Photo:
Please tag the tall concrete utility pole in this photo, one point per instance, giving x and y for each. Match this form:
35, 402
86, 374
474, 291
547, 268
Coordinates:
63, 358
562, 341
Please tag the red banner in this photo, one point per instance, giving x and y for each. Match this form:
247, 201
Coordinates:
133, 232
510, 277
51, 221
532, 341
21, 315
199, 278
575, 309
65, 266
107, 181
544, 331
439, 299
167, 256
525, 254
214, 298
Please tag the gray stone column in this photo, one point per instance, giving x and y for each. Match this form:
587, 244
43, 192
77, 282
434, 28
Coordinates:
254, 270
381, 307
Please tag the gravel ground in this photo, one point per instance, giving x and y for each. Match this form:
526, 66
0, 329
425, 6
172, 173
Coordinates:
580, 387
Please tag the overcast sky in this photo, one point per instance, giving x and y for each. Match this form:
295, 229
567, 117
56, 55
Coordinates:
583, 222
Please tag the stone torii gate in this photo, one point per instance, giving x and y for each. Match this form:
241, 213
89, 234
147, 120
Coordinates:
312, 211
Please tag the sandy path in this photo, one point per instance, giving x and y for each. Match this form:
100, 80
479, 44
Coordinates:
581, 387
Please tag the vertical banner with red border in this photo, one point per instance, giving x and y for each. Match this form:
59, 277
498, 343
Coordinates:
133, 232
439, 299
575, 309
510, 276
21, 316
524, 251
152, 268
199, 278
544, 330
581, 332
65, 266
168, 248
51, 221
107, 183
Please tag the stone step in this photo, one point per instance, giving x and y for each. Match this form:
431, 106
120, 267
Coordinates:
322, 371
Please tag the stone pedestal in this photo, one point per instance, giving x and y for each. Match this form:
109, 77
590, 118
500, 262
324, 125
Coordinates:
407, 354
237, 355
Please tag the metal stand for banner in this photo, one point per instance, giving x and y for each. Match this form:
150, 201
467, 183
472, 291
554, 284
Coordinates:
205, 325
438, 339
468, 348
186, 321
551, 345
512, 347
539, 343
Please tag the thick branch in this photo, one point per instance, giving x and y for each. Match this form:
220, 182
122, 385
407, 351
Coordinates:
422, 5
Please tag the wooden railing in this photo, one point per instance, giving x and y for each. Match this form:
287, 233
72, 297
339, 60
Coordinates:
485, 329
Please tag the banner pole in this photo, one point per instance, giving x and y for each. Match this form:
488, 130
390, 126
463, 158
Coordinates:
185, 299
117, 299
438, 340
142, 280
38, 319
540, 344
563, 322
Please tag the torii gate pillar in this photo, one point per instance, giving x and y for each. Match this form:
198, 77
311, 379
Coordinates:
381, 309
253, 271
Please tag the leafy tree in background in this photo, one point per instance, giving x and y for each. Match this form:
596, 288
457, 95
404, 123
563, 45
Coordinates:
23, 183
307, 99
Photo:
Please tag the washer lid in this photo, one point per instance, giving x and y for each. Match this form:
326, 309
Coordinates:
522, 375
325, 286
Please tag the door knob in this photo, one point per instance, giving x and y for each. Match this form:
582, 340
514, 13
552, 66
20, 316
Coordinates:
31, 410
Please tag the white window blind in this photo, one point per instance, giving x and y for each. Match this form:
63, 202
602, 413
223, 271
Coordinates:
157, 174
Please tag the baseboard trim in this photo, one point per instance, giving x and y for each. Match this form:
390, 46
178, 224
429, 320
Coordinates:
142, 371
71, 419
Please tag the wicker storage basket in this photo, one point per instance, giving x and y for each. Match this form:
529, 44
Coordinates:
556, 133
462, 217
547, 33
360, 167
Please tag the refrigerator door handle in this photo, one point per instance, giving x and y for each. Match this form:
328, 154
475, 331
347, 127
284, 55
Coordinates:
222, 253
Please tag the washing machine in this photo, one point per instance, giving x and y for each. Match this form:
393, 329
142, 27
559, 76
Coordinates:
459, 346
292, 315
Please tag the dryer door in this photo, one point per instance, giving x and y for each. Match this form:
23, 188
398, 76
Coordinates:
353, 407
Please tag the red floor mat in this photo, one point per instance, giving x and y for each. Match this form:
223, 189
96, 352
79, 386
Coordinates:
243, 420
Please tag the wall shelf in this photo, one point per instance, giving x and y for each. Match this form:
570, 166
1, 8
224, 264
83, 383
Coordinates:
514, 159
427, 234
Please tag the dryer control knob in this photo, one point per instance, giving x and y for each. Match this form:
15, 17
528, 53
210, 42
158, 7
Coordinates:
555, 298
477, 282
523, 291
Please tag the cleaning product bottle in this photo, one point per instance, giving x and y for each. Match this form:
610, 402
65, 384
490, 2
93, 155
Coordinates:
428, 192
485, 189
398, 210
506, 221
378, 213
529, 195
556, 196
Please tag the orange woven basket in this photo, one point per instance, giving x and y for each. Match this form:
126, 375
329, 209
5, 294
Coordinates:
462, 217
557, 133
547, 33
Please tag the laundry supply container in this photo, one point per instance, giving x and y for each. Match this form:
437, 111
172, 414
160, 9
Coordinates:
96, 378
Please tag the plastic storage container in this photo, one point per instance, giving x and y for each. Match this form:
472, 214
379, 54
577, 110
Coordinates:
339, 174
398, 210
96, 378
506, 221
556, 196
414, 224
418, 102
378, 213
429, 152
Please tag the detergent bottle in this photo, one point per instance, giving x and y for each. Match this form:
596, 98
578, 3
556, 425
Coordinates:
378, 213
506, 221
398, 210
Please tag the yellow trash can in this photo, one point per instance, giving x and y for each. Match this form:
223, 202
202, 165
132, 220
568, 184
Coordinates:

[Task details]
Write every line of the items above as a JSON list of strings, one string per line, and skip any blank lines.

[Solution to the problem]
[
  "Photo:",
  "Please tag the tall concrete utility pole in this photo, one point per instance, giving x and y for each. Match this form:",
  "35, 402",
  "86, 374",
  "474, 291",
  "547, 268",
  "Coordinates:",
  "63, 358",
  "562, 341",
  "Please tag the red banner in this photo, one point per instance, giving x and y for each. Match this form:",
  "247, 201",
  "Coordinates:",
  "133, 232",
  "510, 277",
  "51, 221",
  "532, 341",
  "21, 315",
  "199, 278",
  "575, 309",
  "65, 266",
  "107, 181",
  "544, 331",
  "439, 299",
  "167, 256",
  "525, 254",
  "214, 298",
  "Please tag the gray stone column in this photo, one point per instance, giving x and y for each. Match this form:",
  "587, 244",
  "43, 192",
  "77, 282",
  "434, 28",
  "Coordinates:",
  "254, 270",
  "381, 307",
  "Please tag the gravel ground in this photo, one point per instance, giving x and y for each. Match this form:",
  "526, 66",
  "0, 329",
  "425, 6",
  "172, 173",
  "Coordinates:",
  "580, 387",
  "Please tag the overcast sky in this photo, one point per instance, giving x and y for each. Match this form:",
  "295, 229",
  "567, 117",
  "56, 55",
  "Coordinates:",
  "583, 222",
  "Please tag the stone torii gate in this photo, one point per instance, giving x and y for each. Match this form:",
  "241, 213",
  "89, 234",
  "147, 120",
  "Coordinates:",
  "312, 211",
  "Please tag the sandy path in this photo, one point per instance, giving x and y for each. Match this form:",
  "100, 80",
  "479, 44",
  "Coordinates:",
  "581, 387",
  "Please tag the vertical banner with red border in this photo, one point per instance, giving x and y for each. Match this form:",
  "59, 277",
  "498, 343",
  "Coordinates:",
  "133, 232",
  "439, 299",
  "575, 309",
  "510, 276",
  "21, 316",
  "524, 251",
  "152, 268",
  "199, 278",
  "544, 330",
  "581, 332",
  "65, 266",
  "168, 248",
  "51, 221",
  "107, 183",
  "Please tag the stone step in this photo, one point per instance, giving x and y for each. Match this form:",
  "431, 106",
  "120, 267",
  "Coordinates:",
  "322, 371",
  "Please tag the stone pedestal in this photo, one point per instance, giving x and y for each. Match this form:",
  "109, 77",
  "590, 118",
  "500, 262",
  "324, 125",
  "Coordinates:",
  "407, 354",
  "237, 355",
  "Please tag the metal stand for banner in this photo, one point per instance, giving x and y for each. Match this form:",
  "150, 201",
  "467, 183",
  "472, 291",
  "554, 284",
  "Coordinates:",
  "205, 325",
  "438, 339",
  "468, 348",
  "186, 321",
  "551, 345",
  "512, 347",
  "539, 343",
  "Please tag the thick branch in this photo, one point per instance, giving x and y for each. Match this form:",
  "220, 182",
  "122, 385",
  "407, 351",
  "Coordinates:",
  "422, 5",
  "Please tag the wooden railing in this photo, one point per instance, giving x and y for each. Match this form:",
  "287, 233",
  "72, 297",
  "339, 60",
  "Coordinates:",
  "485, 329",
  "Please tag the banner pole in this photo, one point per instance, giving x and y for each. Match this form:",
  "488, 130",
  "390, 126",
  "463, 158",
  "Coordinates:",
  "185, 299",
  "117, 299",
  "438, 340",
  "142, 280",
  "38, 319",
  "540, 344",
  "563, 322",
  "Please tag the torii gate pillar in this photo, one point per instance, giving x and y for each. Match this form:",
  "198, 77",
  "311, 379",
  "Coordinates:",
  "381, 309",
  "253, 271",
  "Please tag the leafy tree in background in this photo, one point per instance, giving x and y for each. Match this form:",
  "596, 288",
  "457, 95",
  "404, 123",
  "563, 45",
  "Coordinates:",
  "23, 183",
  "307, 99",
  "Photo:",
  "Please tag the washer lid in this photo, one point per instance, giving x and y for each. Match this form:",
  "326, 309",
  "Coordinates:",
  "522, 375",
  "325, 286",
  "Please tag the door knob in this photo, one point per instance, giving x and y for each. Match this form:",
  "582, 340",
  "514, 13",
  "552, 66",
  "20, 316",
  "Coordinates:",
  "31, 410",
  "Please tag the white window blind in this photo, one point per instance, giving x and y for each. Match this form:",
  "63, 202",
  "602, 413",
  "223, 271",
  "Coordinates:",
  "157, 174",
  "Please tag the baseboard trim in this photo, one point per instance, giving x and y for each. Match this form:",
  "390, 46",
  "178, 224",
  "429, 320",
  "Coordinates:",
  "142, 371",
  "71, 419",
  "Please tag the wicker storage basket in this photo, one point per instance, giving x and y for each. Match this form:",
  "529, 44",
  "Coordinates:",
  "556, 133",
  "462, 217",
  "547, 33",
  "360, 167",
  "Please tag the refrigerator door handle in this photo, one point per instance, giving x and y for each. Match this form:",
  "328, 154",
  "475, 331",
  "347, 127",
  "284, 55",
  "Coordinates:",
  "222, 253",
  "Please tag the washing machine in this photo, one point per instance, giving x and y for each. Match this form:",
  "393, 329",
  "142, 27",
  "559, 76",
  "Coordinates:",
  "459, 346",
  "292, 315",
  "Please tag the dryer door in this photo, one point per instance, giving x and y for each. Match this form:",
  "23, 188",
  "398, 76",
  "Coordinates:",
  "353, 407",
  "Please tag the red floor mat in this photo, one point per instance, giving x and y for each. Match this form:",
  "223, 189",
  "96, 352",
  "79, 386",
  "Coordinates:",
  "243, 420",
  "Please tag the wall shelf in this photo, one point per instance, giving x and y for each. Match this form:",
  "570, 166",
  "1, 8",
  "224, 264",
  "83, 383",
  "Coordinates:",
  "514, 159",
  "427, 234",
  "Please tag the dryer control knob in this photo, one point per instance, giving x and y for each. Match this form:",
  "15, 17",
  "528, 53",
  "210, 42",
  "158, 7",
  "Coordinates:",
  "555, 298",
  "477, 282",
  "523, 291",
  "Please tag the cleaning product bottle in this photo, one point per instance, giving x and y for each. Match this form:",
  "610, 402",
  "65, 384",
  "490, 2",
  "93, 155",
  "Coordinates:",
  "428, 192",
  "485, 189",
  "398, 210",
  "506, 221",
  "378, 213",
  "529, 195",
  "556, 196",
  "Please tag the orange woven basket in this photo, one point per instance, giving x and y for each. Match this form:",
  "126, 375",
  "329, 209",
  "5, 294",
  "Coordinates:",
  "462, 217",
  "557, 133",
  "547, 33",
  "Please tag the laundry supply container in this photo, one point per instance, giving x and y for each. Match this form:",
  "437, 111",
  "172, 414",
  "160, 9",
  "Coordinates:",
  "96, 378",
  "Please tag the plastic storage container in this photo, one point per instance, giving x and y for each. Match this form:",
  "472, 214",
  "379, 54",
  "577, 110",
  "Coordinates:",
  "339, 174",
  "398, 210",
  "96, 378",
  "506, 221",
  "556, 196",
  "414, 224",
  "418, 102",
  "378, 213",
  "429, 152",
  "Please tag the detergent bottle in this photo, one point per instance, giving x and y for each. Match this form:",
  "596, 98",
  "578, 3",
  "556, 425",
  "Coordinates:",
  "378, 213",
  "506, 221",
  "398, 210",
  "Please tag the yellow trash can in this photo, one point per instance, giving x and y for each. Match this form:",
  "223, 202",
  "202, 165",
  "132, 220",
  "568, 184",
  "Coordinates:"
]